====== Documento di origine ======
Sul finire del Seicento, all’epoca del suo massimo sviluppo, il «Castello» occupa­va il quadrilatero all’estremità nord­ovest della pianta di Mirandola, dalla quale era diviso da un fossato. Nel qua­drilatero, le residenze ducali sorgevano nel settore angolare nord-orientale, fra la piazza e l’odierno viale di circonvalla­zione; nell’area retrostante si estende­vano i giardini, sovrastati dalla mole del celebre Torrione; sul lato meridionale (parallelo all’attuale via Tabacchi) s’in­nalzavano tre torri, da ovest a est, della Spina, della Pennarola, delle Ore, quest’ultima sull’angolo verso la piazza (Andreolli, p. 12).

All’interno della cinta muraria ferveva­no le attività legate alla vita della corte e della guarnigione militare: «vi si trova­vano magazzini, granai, cantine, carceri, legnaie, forni, voliere, cucine; c’erano i giardini, l’orto, il pollaio, il pozzo, il mu­lino…» (Andreolli, p. 14). Una sorta di «città nella città», connesse tra loro da un rapporto di osmosi.

Nel «Castello» più che altrove si mani­festerà il preciso intento, da parte im­periale ed estense, di cancellare le testi­monianze dei fasti dei Pico.
======
Consegna scritta 1. Disponi in una tabella Markdown con le colonne Numero e Riga le righe dei dati, dall'inizio dei dati fino alla riga che contiene "155 L 191 135", inclusa, tralasciando le righe vuote.
Il brano e i dati provengono da fonti diverse.
====== Dati forniti ======
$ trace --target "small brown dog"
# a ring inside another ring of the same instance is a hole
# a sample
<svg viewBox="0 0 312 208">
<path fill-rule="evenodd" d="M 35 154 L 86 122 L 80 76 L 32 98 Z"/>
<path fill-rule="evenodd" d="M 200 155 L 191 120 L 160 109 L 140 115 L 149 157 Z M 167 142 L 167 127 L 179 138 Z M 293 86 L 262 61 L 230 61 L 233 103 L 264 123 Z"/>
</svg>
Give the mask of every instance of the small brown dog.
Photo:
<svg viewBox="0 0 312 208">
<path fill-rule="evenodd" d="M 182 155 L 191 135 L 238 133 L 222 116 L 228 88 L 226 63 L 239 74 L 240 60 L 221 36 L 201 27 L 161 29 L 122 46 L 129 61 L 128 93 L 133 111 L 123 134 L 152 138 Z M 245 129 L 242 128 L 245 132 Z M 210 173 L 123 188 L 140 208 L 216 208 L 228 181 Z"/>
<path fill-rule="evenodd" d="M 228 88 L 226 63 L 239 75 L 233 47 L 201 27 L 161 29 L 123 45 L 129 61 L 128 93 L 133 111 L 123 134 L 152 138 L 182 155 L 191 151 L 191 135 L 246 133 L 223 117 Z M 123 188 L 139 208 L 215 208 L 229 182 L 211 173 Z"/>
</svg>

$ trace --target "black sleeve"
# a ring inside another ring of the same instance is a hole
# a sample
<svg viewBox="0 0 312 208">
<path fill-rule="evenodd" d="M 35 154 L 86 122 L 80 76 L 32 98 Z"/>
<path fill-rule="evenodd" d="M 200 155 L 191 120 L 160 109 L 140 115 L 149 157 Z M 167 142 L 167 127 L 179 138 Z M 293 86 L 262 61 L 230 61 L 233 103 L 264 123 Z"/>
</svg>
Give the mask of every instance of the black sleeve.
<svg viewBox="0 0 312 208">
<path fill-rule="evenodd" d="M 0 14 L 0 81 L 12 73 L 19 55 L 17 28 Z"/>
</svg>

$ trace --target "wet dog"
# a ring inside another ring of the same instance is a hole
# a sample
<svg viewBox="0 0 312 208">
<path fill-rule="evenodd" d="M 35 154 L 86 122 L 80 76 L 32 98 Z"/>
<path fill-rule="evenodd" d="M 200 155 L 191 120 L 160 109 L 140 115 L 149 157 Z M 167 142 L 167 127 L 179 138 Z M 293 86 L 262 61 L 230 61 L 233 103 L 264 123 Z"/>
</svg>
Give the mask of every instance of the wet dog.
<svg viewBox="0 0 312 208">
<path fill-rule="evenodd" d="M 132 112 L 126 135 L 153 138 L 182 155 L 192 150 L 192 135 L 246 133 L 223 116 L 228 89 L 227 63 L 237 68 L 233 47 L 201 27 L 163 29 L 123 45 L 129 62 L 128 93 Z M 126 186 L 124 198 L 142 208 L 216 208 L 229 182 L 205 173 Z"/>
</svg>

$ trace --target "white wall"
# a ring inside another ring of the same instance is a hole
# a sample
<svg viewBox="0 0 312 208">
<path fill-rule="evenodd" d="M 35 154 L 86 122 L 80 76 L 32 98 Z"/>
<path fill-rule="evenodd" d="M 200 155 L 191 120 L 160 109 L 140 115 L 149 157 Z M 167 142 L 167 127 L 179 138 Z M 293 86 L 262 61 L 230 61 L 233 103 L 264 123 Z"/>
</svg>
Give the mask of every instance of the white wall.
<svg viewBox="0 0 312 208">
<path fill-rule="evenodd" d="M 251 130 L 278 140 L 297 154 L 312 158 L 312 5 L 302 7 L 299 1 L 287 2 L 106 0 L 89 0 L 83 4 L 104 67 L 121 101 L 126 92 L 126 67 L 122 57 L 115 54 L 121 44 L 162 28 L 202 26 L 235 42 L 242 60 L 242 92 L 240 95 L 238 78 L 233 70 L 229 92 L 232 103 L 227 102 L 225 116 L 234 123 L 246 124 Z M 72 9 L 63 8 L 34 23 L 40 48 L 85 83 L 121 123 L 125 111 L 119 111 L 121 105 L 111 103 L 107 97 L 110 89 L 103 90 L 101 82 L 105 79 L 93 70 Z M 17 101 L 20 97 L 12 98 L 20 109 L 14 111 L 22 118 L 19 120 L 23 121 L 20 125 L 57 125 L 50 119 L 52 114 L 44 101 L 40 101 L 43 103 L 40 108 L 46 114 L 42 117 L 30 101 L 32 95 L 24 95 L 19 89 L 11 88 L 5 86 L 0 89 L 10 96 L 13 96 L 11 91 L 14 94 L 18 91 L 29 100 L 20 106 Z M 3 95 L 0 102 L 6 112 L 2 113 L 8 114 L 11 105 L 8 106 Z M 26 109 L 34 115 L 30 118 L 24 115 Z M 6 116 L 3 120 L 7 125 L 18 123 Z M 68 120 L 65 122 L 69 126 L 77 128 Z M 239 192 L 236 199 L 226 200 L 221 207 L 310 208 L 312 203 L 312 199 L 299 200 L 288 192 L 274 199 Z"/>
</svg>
======
Consegna scritta 2. Riprendi il brano sul Castello di Mirandola e proseguilo a partire dalla sua ultima frase.

Risposta al compito 1.
| Numero | Riga |
|---|---|
| 1 | $ trace --target "small brown dog" |
| 2 | # a ring inside another ring of the same instance is a hole |
| 3 | # a sample |
| 4 | <svg viewBox="0 0 312 208"> |
| 5 | <path fill-rule="evenodd" d="M 35 154 L 86 122 L 80 76 L 32 98 Z"/> |
| 6 | <path fill-rule="evenodd" d="M 200 155 L 191 120 L 160 109 L 140 115 L 149 157 Z M 167 142 L 167 127 L 179 138 Z M 293 86 L 262 61 L 230 61 L 233 103 L 264 123 Z"/> |
| 7 | </svg> |
| 8 | Give the mask of every instance of the small brown dog. |
| 9 | Photo: |
| 10 | <svg viewBox="0 0 312 208"> |
| 11 | <path fill-rule="evenodd" d="M 182 155 L 191 135 L 238 133 L 222 116 L 228 88 L 226 63 L 239 74 L 240 60 L 221 36 L 201 27 L 161 29 L 122 46 L 129 61 L 128 93 L 133 111 L 123 134 L 152 138 Z M 245 129 L 242 128 L 245 132 Z M 210 173 L 123 188 L 140 208 L 216 208 L 228 181 Z"/> |

Risposta al compito 2.
I palazzi, deserti dal 1704 — anno della partenza dell’ultimo duca —, sarebbero stati devastati dallo scoppio del Torrio­ne nel 1714, e l’anno dopo spogliati del­l’arredo superstite dai Commissari im­periali, che lo trasferirono a Mantova. Ulteriori demolizioni si compirono tra il 1783 e 1’ 86 per ordine del Duca d’Este; altre ne sarebbero seguite alla fine del secolo scorso (nel 1888 si abbattè la Torre delle Ore). Infine, è storia ormai odierna quella delle arbitrarie ricostru­zioni «in stile» del 1930 e dell’attuale degrado.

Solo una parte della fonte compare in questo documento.